The records below are to be copied exactly, with every picture left out.

(Data extracted from a collection)
▽
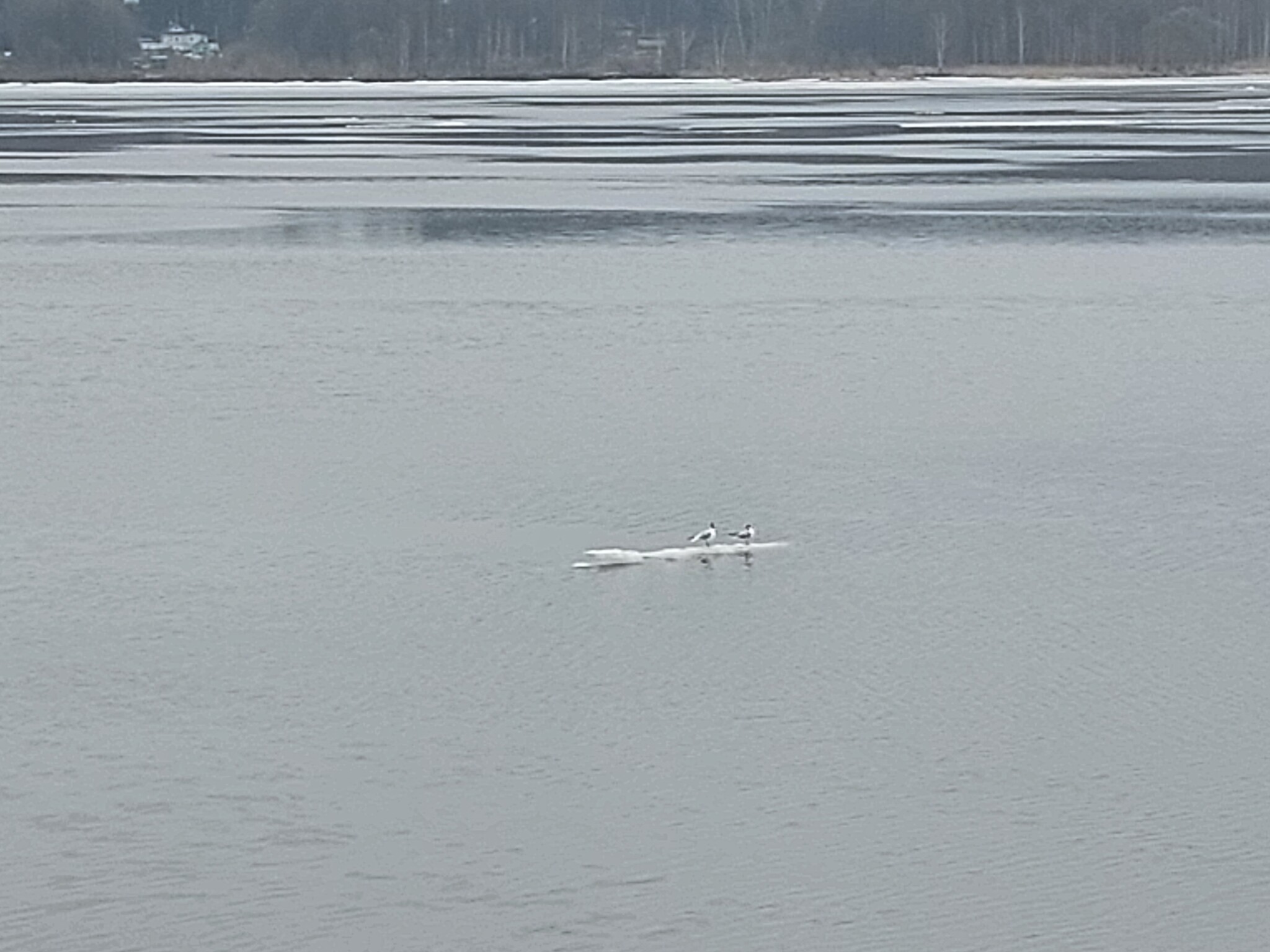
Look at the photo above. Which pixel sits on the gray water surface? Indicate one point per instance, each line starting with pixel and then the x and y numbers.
pixel 310 395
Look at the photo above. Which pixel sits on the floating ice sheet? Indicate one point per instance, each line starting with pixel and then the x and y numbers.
pixel 609 558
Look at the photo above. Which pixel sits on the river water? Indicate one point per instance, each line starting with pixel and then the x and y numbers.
pixel 310 397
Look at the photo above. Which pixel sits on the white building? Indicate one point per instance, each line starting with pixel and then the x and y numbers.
pixel 178 41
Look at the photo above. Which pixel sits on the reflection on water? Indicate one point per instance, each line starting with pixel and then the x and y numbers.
pixel 313 395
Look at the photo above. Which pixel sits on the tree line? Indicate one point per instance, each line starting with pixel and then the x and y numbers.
pixel 446 38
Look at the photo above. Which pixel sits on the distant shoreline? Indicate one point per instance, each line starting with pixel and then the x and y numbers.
pixel 211 74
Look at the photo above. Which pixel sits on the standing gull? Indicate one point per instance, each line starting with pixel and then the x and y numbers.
pixel 706 535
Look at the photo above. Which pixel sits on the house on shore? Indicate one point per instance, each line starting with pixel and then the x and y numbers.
pixel 175 42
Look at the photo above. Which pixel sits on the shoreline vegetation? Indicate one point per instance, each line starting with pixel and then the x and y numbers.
pixel 102 41
pixel 195 76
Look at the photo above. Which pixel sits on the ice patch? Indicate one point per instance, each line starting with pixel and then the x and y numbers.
pixel 609 558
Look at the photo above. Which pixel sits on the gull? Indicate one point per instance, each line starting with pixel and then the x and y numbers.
pixel 706 536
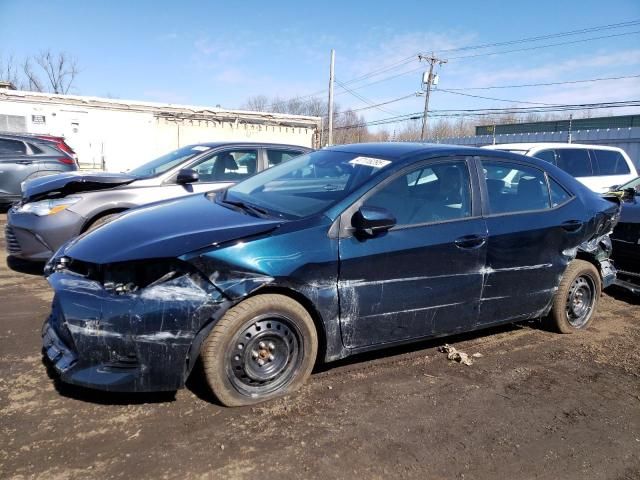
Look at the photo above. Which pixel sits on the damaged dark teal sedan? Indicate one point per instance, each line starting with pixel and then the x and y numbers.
pixel 339 251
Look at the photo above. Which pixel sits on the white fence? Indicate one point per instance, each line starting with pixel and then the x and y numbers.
pixel 626 138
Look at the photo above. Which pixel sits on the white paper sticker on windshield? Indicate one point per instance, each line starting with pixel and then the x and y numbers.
pixel 370 162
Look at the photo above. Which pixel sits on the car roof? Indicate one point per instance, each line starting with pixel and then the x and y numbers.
pixel 404 150
pixel 536 145
pixel 26 137
pixel 246 144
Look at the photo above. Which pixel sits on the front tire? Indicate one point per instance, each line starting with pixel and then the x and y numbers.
pixel 576 299
pixel 262 348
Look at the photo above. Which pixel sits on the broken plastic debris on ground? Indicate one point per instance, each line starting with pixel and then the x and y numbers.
pixel 458 356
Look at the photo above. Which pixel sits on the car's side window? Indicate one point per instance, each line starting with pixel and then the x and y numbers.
pixel 547 156
pixel 558 193
pixel 228 166
pixel 276 157
pixel 432 193
pixel 8 147
pixel 575 161
pixel 514 188
pixel 610 162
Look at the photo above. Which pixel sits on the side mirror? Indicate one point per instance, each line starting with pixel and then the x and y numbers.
pixel 629 194
pixel 187 175
pixel 371 221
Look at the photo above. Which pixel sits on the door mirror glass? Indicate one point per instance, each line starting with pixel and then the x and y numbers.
pixel 370 221
pixel 187 175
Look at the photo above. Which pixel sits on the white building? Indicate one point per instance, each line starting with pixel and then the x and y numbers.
pixel 116 135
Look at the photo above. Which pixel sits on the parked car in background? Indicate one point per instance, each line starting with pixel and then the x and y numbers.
pixel 626 238
pixel 57 208
pixel 339 251
pixel 24 157
pixel 598 167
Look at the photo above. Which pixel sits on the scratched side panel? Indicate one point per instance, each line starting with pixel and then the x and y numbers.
pixel 526 257
pixel 300 259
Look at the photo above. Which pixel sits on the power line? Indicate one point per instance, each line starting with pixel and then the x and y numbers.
pixel 365 100
pixel 496 111
pixel 492 98
pixel 406 60
pixel 413 70
pixel 545 46
pixel 455 91
pixel 611 26
pixel 568 82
△
**TASK SOLUTION:**
Look at the photo above. Which pixel sits on the gray water surface? Indicate one point per instance, each line starting with pixel and then the x and y numbers.
pixel 310 395
Look at the photo above. Which pixel sits on the floating ice sheet? Indicate one point per instance, each line starting with pixel and then the x and y numbers.
pixel 609 558
Look at the photo above. Which pixel sits on the river water? Indicate one point per instance, each line starting with pixel and then the x and y numbers.
pixel 310 397
Look at the photo above. Which pixel sits on the white building? Indicate one point per instance, each line starting with pixel and then the x and y numbers.
pixel 178 41
Look at the photo above. Which pixel sits on the reflection on water? Indicate one point per instance, each line starting with pixel and then the x and y numbers.
pixel 313 395
Look at the photo above. Which pixel sits on the tree line? Indicate one point per instance, each line starting with pixel and then the x and y numbers.
pixel 446 38
Look at the photo above. Which pixel sits on the distant shoreline? Indicate one point per instance, each line starting with pixel and then the x and y numbers.
pixel 211 74
Look at the photo above. Which pixel sits on the standing gull? Indicate one point per instance, each line starting with pixel and then the x and y numbers.
pixel 706 535
Look at the photo above. Which pixel sits on the house on shore? Indicate one point per instance, each line starting with pixel and then the x and y numbers.
pixel 175 42
Look at the photo above. Which pixel sits on the shoreline vegetation? Indicate one point per instance, each line starting with pixel and then the x and y numbers.
pixel 102 41
pixel 195 76
Look at the photo above. Which pixel sits on the ice patch? Indicate one point per instance, each line starting with pixel and then the x and y numbers.
pixel 609 558
Look at the photo above. Which pixel sits on the gull? Indicate one point per instance, each line starting with pixel and then the x and y numbers.
pixel 706 536
Look at the photo above. Which pixel sits on the damaged dark teal sedan? Indicate one point per instance, each line starting with pixel and then the x and y numbers.
pixel 339 251
Look at the photo above. Which pixel sits on the white fence? Indicate one point per instance, each line starting with pixel and then the x and y numbers.
pixel 626 138
Look at the photo above. Which pixel sits on the white paper sticker on windshield? Indicate one point per instance, each line starting with pixel and then the x and y numbers.
pixel 370 162
Look at the photo above. Which pixel sits on the car roof? Indicate one point per instance, each line starting with pixel and then the x and y numbers.
pixel 404 150
pixel 536 145
pixel 26 137
pixel 246 144
Look at the photo above. Which pixel sits on the front tire? Indicate one point per instance, each line starting with pixel and then the x and y numbers.
pixel 576 299
pixel 262 348
Look at the photo above. Which pixel sits on the broken plastic debris on ground? Indicate one point per instance, each line starting with pixel and then the x and y numbers.
pixel 458 356
Look at the photo above. Which pixel sits on the car's side window? Indicate one point per instance, each line starting with pixel and then the x and y numbers.
pixel 547 156
pixel 558 193
pixel 228 166
pixel 276 157
pixel 432 193
pixel 8 147
pixel 575 161
pixel 514 188
pixel 610 162
Look at the photo above. Which pixel sits on the side mirror? Indicate one point per instance, each line starting with pixel and then the x and y numbers.
pixel 629 194
pixel 187 175
pixel 371 221
Look at the photo above. Which pixel sits on the door mirror glass? Indicate one point per instance, each line starting with pixel and then the x and y numbers.
pixel 370 221
pixel 187 175
Look at the photo above. Which pixel sits on the white building? Indicate one point per instance, each line starting with pixel and then the x and y numbers.
pixel 116 135
Look at the photo above. Which pixel sits on the parked car in background? Indicate one point per instance, each line starting with pixel and then the x and y numbers.
pixel 626 238
pixel 57 208
pixel 339 251
pixel 24 157
pixel 598 167
Look at the photo above. Which pixel sits on the scratched side panel? Indicate one point per instance, each line starting with pixel and then the x and y numbers.
pixel 526 257
pixel 300 259
Look at the photo above. Which pixel sits on the power line? Indicate one point per instance, each line starting with pixel and then the x and y numbers.
pixel 365 100
pixel 496 111
pixel 492 98
pixel 406 60
pixel 413 70
pixel 545 46
pixel 455 91
pixel 611 26
pixel 568 82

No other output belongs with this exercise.